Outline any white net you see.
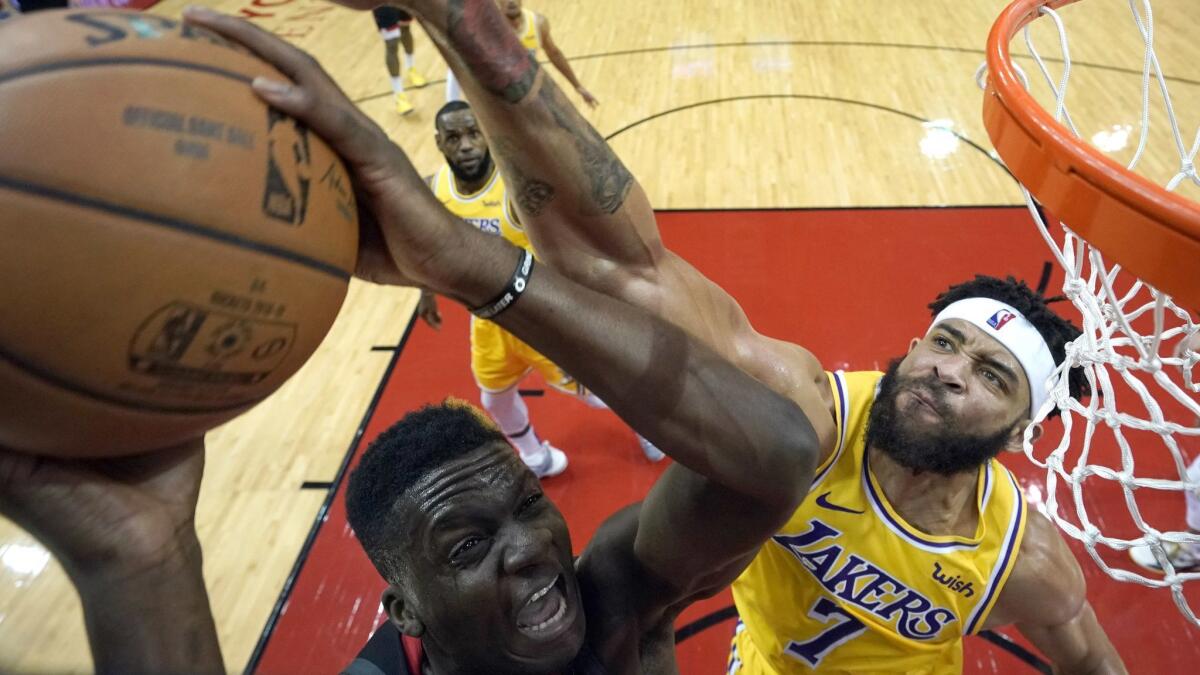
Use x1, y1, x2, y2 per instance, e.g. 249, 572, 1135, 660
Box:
984, 0, 1200, 627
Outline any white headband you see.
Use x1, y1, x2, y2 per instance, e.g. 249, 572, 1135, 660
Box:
926, 298, 1056, 417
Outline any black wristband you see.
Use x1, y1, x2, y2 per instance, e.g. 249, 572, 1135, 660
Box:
470, 251, 533, 318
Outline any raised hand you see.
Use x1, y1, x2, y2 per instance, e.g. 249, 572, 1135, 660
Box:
184, 7, 468, 291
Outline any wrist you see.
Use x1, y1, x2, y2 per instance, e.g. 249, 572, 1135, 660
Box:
421, 223, 523, 307
71, 524, 204, 596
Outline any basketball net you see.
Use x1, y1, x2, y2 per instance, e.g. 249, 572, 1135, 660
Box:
977, 0, 1200, 627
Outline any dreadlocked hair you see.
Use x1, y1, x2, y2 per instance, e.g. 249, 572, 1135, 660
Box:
929, 274, 1092, 417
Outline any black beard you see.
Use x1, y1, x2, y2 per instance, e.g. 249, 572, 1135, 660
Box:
866, 359, 1015, 476
446, 150, 492, 183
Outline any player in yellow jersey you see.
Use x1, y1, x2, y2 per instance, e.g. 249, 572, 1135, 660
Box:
381, 0, 1123, 675
419, 101, 664, 478
372, 5, 426, 115
446, 0, 600, 108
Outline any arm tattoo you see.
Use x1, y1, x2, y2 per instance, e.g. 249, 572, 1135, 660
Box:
539, 79, 634, 214
492, 138, 556, 217
446, 0, 538, 103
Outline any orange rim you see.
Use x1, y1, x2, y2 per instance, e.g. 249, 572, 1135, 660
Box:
983, 0, 1200, 311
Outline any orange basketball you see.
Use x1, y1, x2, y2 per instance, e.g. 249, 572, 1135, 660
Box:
0, 10, 358, 456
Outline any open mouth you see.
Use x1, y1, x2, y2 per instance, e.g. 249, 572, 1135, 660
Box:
517, 574, 568, 638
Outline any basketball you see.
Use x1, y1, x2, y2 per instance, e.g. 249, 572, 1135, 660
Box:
0, 10, 358, 458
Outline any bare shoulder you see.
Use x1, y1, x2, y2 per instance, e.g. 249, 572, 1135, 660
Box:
738, 331, 838, 458
988, 510, 1087, 627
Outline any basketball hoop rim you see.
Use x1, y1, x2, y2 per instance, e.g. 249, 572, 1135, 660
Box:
983, 0, 1200, 310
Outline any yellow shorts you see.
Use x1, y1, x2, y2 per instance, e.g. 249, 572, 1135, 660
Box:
470, 317, 581, 395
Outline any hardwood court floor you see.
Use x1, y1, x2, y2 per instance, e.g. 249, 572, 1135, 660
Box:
0, 0, 1200, 673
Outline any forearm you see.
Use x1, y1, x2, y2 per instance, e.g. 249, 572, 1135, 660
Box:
74, 534, 224, 675
400, 0, 661, 267
431, 227, 817, 501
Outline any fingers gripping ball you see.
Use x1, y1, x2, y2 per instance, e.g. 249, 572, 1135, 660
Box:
0, 10, 358, 456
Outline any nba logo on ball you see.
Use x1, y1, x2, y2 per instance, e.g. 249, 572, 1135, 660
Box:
988, 310, 1016, 330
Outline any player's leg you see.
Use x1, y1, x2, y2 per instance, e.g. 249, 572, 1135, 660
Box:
401, 0, 834, 443
379, 24, 413, 115
446, 68, 464, 103
400, 13, 428, 89
520, 342, 666, 461
470, 319, 566, 478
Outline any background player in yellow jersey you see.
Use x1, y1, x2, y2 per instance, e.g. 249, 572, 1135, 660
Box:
419, 101, 664, 478
446, 0, 600, 108
371, 5, 426, 115
381, 0, 1123, 674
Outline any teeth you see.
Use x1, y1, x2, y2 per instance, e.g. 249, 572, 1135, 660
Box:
528, 598, 566, 632
526, 577, 558, 605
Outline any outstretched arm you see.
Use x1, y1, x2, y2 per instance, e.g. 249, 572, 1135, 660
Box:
188, 3, 818, 613
388, 0, 835, 452
986, 513, 1126, 675
538, 14, 600, 108
0, 441, 224, 674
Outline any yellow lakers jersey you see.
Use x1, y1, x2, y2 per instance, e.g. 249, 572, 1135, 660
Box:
433, 165, 533, 252
517, 8, 541, 56
730, 372, 1026, 675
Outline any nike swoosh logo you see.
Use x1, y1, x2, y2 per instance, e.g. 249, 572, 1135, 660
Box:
817, 492, 864, 515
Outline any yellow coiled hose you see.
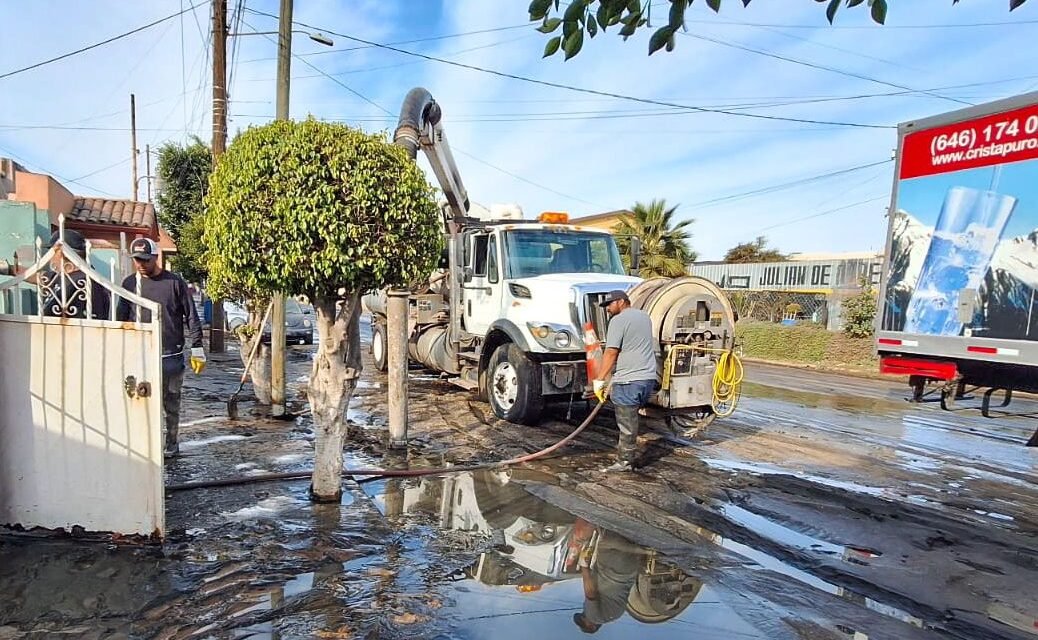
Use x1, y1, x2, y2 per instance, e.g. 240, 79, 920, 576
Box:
710, 349, 743, 418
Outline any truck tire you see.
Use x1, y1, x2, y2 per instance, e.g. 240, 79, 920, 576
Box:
372, 323, 389, 373
487, 343, 544, 424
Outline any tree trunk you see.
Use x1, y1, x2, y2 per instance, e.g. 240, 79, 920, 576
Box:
306, 293, 361, 502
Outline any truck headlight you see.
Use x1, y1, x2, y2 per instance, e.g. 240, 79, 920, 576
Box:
526, 323, 580, 351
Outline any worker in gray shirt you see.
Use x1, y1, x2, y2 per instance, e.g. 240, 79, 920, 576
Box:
592, 289, 659, 472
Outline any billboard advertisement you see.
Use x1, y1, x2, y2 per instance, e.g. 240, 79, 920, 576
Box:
881, 99, 1038, 340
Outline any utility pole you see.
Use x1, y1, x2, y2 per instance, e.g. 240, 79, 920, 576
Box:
270, 0, 292, 417
144, 144, 152, 204
209, 0, 226, 354
130, 93, 137, 202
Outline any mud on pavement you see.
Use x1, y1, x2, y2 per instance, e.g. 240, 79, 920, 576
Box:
0, 323, 1038, 640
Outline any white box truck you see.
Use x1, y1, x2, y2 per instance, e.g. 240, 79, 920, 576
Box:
876, 93, 1038, 446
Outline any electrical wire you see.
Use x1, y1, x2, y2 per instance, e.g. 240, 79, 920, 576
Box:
452, 145, 608, 210
240, 9, 896, 129
684, 160, 894, 211
242, 23, 530, 64
678, 31, 973, 106
758, 194, 891, 231
0, 2, 208, 80
70, 158, 130, 184
685, 19, 1038, 31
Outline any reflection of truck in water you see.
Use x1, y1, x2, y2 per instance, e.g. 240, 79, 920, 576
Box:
876, 93, 1038, 444
364, 89, 735, 426
387, 471, 702, 622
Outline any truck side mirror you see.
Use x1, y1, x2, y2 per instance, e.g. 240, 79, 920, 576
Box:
630, 235, 641, 276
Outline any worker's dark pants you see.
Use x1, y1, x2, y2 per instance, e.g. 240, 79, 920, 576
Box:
609, 380, 659, 464
162, 354, 185, 453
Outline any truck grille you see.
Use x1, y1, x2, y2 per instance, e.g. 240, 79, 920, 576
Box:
581, 291, 609, 341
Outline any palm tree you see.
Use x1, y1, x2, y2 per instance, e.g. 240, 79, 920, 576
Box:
612, 199, 696, 278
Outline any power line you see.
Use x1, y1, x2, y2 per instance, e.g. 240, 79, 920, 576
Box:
678, 31, 973, 106
685, 20, 1038, 31
450, 144, 608, 208
238, 34, 532, 82
759, 22, 928, 74
684, 160, 893, 211
242, 9, 895, 129
0, 2, 204, 80
242, 23, 530, 64
69, 158, 130, 182
242, 19, 393, 116
757, 194, 891, 232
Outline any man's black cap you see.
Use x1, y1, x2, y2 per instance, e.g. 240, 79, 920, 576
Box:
598, 289, 631, 307
130, 238, 159, 260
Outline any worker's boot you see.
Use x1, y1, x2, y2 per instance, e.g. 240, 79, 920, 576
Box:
602, 405, 638, 473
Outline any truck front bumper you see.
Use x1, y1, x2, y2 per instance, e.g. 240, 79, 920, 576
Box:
541, 360, 588, 395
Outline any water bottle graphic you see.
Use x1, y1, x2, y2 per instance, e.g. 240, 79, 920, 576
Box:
904, 184, 1016, 336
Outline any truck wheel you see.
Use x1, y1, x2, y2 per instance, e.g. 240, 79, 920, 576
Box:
487, 343, 544, 424
372, 323, 389, 373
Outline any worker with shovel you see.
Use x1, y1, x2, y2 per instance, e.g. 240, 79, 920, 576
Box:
117, 238, 206, 457
592, 289, 659, 472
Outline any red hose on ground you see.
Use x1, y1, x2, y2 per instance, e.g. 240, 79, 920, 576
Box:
166, 401, 603, 492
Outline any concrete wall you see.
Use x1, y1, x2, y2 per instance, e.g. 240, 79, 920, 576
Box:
0, 315, 165, 535
10, 171, 76, 220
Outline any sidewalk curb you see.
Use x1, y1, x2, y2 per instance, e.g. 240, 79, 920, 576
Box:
742, 356, 908, 383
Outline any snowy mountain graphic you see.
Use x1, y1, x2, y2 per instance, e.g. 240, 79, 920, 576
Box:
883, 210, 1038, 340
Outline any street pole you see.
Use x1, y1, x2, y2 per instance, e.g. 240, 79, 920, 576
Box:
144, 144, 152, 204
209, 0, 227, 354
130, 93, 137, 202
386, 288, 410, 449
270, 0, 292, 417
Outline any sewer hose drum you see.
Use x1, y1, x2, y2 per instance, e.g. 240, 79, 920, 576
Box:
628, 276, 743, 417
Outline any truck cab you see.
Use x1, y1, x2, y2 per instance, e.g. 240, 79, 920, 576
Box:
456, 213, 641, 423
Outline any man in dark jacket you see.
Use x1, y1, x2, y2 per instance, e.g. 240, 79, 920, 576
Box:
36, 229, 110, 319
117, 238, 206, 456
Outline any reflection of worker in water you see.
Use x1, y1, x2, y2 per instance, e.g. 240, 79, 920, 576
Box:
573, 520, 645, 634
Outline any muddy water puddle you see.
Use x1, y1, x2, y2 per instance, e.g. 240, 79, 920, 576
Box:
363, 471, 938, 640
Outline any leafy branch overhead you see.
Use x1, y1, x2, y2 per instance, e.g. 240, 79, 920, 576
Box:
529, 0, 1027, 60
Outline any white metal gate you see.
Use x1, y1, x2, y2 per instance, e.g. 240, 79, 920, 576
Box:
0, 227, 165, 536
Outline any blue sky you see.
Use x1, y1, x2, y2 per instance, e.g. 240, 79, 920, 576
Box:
0, 0, 1038, 258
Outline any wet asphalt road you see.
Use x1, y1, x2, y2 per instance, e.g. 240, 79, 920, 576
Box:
0, 323, 1038, 640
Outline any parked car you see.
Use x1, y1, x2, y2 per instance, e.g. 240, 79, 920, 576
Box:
223, 300, 249, 333
223, 298, 313, 344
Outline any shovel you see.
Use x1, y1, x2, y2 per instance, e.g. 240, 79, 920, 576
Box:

⁂

→ Requirements
Copy the material above word for word, starting at its very beginning and ending at the line that contains "983, 0, 1200, 310", with both ends included. Leave the pictures out of your copy.

→ Solved exercise
Outline any white net you see.
Use x1, y1, x2, y2 per instance, e.g. 249, 572, 1135, 660
Box:
984, 0, 1200, 627
Outline any white headband you see.
Use x1, y1, x2, y2 per instance, e.g. 249, 572, 1135, 660
Box:
926, 298, 1056, 417
Outline any black wristband you see.
Use x1, y1, x2, y2 per instance, e.g. 249, 572, 1135, 660
Box:
470, 251, 533, 318
Outline any raised hand you see.
Use x1, y1, x2, y2 per instance, e.g. 249, 572, 1135, 660
Box:
184, 7, 468, 291
Outline any wrist you see.
Use x1, y1, x2, y2 per instance, e.g. 249, 572, 1135, 660
Box:
421, 223, 523, 307
71, 524, 204, 596
Outline any basketball net you see.
Use x1, y1, x2, y2 per instance, e.g. 249, 572, 1135, 660
Box:
977, 0, 1200, 627
Outline any dreadlocked hair you see.
Use x1, y1, x2, y2 per instance, e.g. 249, 572, 1135, 660
Box:
929, 274, 1092, 417
Outline any black beard you see.
Use x1, y1, x2, y2 per instance, e.g. 249, 572, 1135, 660
Box:
866, 359, 1015, 476
446, 150, 492, 183
Outline any player in yellow jersey you see.
Use x1, y1, x2, y2 per instance, e.g. 249, 572, 1135, 660
Box:
381, 0, 1123, 675
419, 101, 664, 478
372, 5, 426, 115
446, 0, 600, 108
Outline any arm tattoo you see.
Use x1, y1, x2, y2 per instance, e.g. 249, 572, 1135, 660
Box:
539, 79, 634, 214
492, 138, 556, 217
446, 0, 538, 103
Outline any orange rim you see.
Use x1, y1, x2, y2 per instance, e.g. 249, 572, 1135, 660
Box:
983, 0, 1200, 311
Outline any orange basketball you see.
Use x1, y1, x2, y2 per instance, e.g. 249, 572, 1135, 660
Box:
0, 10, 358, 456
Outline any open mouth you see.
Use x1, y1, x2, y2 per instance, e.g. 249, 572, 1135, 660
Box:
517, 574, 568, 638
Outline any basketball you see.
Use x1, y1, x2, y2 per instance, e.g. 249, 572, 1135, 660
Box:
0, 10, 358, 458
Outline any bare shoulder you see.
Use x1, y1, x2, y2 per instance, e.g. 249, 572, 1135, 660
Box:
738, 331, 838, 458
988, 510, 1087, 627
Outline any basketball hoop rim you see.
Use x1, y1, x2, y2 per instance, e.g. 249, 572, 1135, 660
Box:
983, 0, 1200, 310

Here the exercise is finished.